__Task__:
Rewrite all of the data below, requests included, increasing every x and y coordinate in the answers by 69. Omit the pictures.

# Start of Source material

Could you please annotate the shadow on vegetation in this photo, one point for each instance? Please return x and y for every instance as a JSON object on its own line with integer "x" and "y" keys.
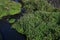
{"x": 8, "y": 33}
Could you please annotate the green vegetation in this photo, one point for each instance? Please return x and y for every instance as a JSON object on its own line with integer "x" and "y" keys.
{"x": 41, "y": 21}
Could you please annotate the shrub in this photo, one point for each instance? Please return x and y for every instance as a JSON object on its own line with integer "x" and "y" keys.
{"x": 8, "y": 7}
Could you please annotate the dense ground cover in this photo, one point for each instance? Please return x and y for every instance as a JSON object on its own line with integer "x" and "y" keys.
{"x": 40, "y": 21}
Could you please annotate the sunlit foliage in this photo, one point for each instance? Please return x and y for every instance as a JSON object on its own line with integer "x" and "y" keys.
{"x": 8, "y": 7}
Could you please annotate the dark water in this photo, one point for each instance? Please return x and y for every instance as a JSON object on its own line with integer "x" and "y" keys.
{"x": 8, "y": 33}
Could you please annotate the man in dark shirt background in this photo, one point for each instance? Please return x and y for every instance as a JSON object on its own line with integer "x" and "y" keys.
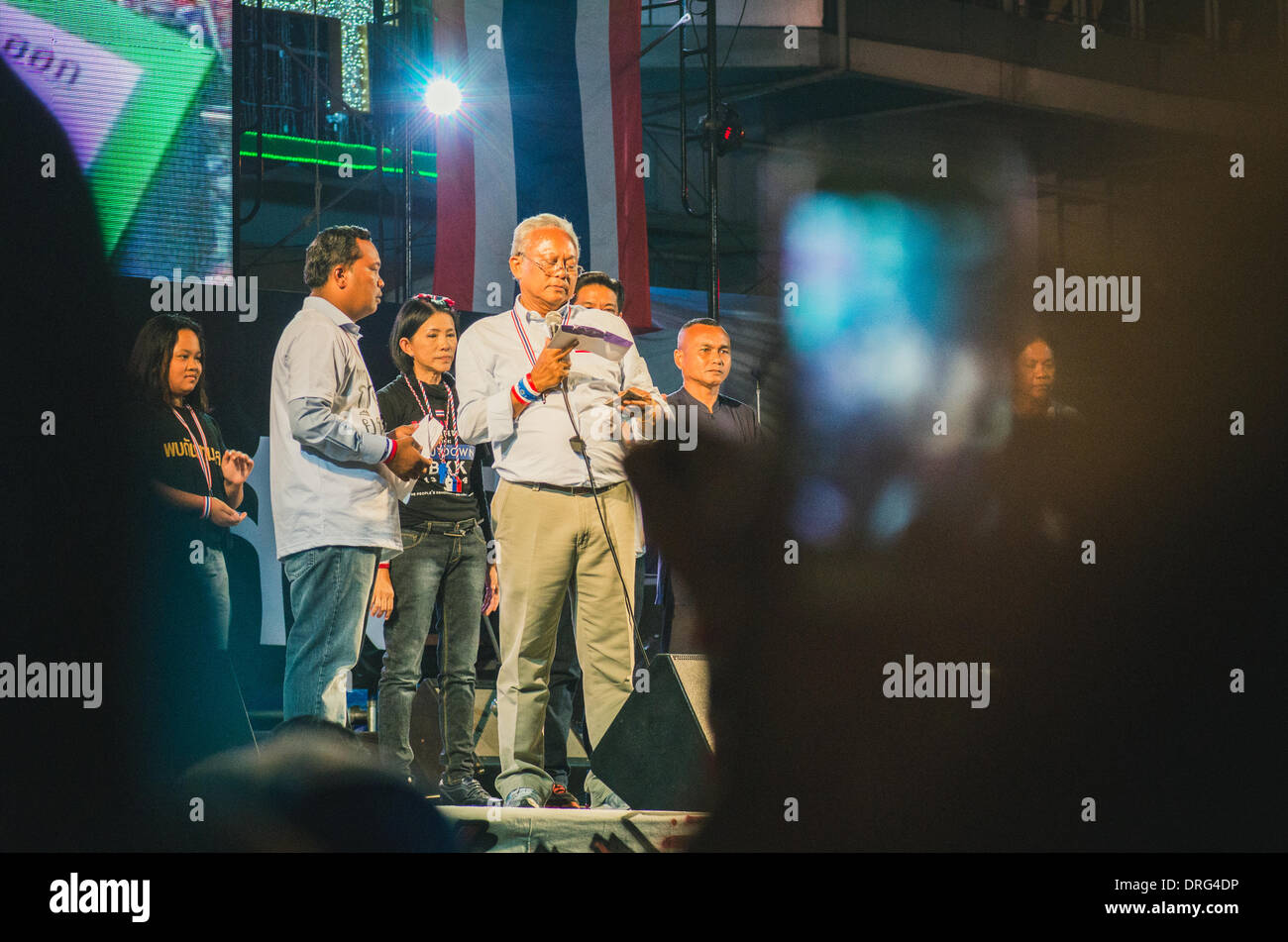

# End of Source material

__Task result__:
Could you please annotate the shadow on vegetation in this photo, one point for each instance? Please return x and y for every instance as a JSON object on its own line with integer "x" and "y" keys.
{"x": 77, "y": 102}
Could you please annotate the green vegetation in this photo, one point for each instance? Please return x and y for every instance as a JSON object on its own line with integer "x" and "y" keys.
{"x": 110, "y": 90}
Could you please annotate the shrub in this photo, one point for each instance? Please return x and y for every instance as a JSON object on its own line with integer "x" and "y" keys.
{"x": 77, "y": 76}
Could you please annotate the dense ground cover in this photo, one point for each instance? Please return x and y for every instance as a JSON object on its own line with integer "x" and "y" keys.
{"x": 109, "y": 90}
Could you please annotate the sunlit foliage in this photo, one point for each instance? Please return x and y for every instance as a JSON object on its own line with integer "x" and "y" keys.
{"x": 77, "y": 76}
Could you please annotate the dark water in this photo, one point for each instance? Please return x and y for every instance as a JSON object on its own line with integer "x" and "y" keys.
{"x": 77, "y": 102}
Could you please annotate the man in dark shirt background in this photo, one point for each instance? Please return x and y for every instance as a JSON object on its own line with integer "x" and "y" keys.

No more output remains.